- What is required: Count the lines in the data below that contain the word "water". Give only the number.

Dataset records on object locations
┌────────

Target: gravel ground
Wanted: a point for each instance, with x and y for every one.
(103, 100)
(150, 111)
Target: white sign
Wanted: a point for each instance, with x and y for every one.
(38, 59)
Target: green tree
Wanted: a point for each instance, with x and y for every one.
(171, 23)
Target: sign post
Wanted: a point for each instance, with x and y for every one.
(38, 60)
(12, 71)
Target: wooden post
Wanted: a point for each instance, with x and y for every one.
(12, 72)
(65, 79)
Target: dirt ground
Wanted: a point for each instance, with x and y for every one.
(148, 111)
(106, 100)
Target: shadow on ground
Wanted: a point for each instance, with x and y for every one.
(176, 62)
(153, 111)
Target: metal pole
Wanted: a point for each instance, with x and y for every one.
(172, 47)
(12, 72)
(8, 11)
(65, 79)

└────────
┌────────

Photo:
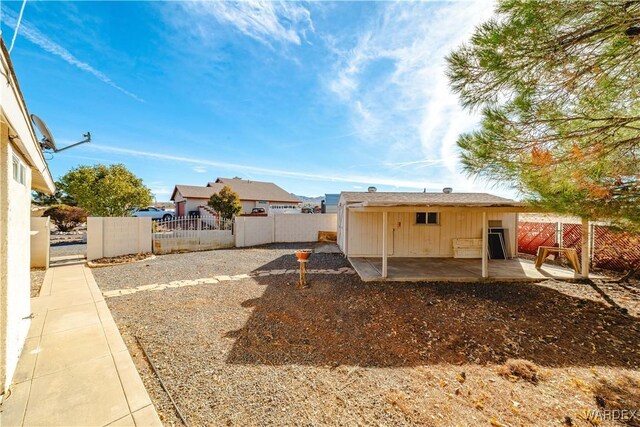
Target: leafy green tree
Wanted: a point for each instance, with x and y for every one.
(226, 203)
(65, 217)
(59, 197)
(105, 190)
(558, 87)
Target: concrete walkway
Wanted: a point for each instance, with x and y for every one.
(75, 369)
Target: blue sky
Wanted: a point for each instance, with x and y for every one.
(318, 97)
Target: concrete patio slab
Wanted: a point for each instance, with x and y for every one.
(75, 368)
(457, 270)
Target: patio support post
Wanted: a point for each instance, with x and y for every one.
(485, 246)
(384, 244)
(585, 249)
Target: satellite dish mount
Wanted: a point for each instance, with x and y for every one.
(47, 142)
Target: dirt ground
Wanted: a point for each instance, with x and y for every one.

└────────
┌────────

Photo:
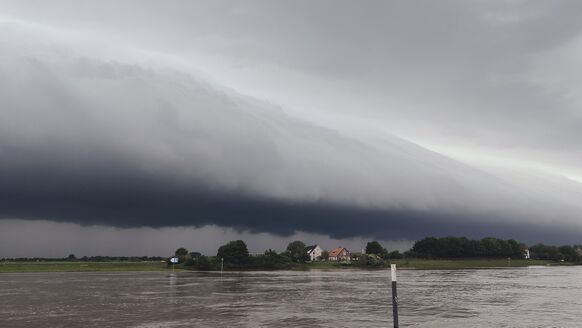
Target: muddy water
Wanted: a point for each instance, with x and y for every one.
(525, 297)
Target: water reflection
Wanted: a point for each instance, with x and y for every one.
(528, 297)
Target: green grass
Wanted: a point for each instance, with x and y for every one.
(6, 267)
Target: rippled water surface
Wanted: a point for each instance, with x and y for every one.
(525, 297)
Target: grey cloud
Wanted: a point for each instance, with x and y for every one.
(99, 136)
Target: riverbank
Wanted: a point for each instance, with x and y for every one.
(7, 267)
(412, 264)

└────────

- Exercise answer: 3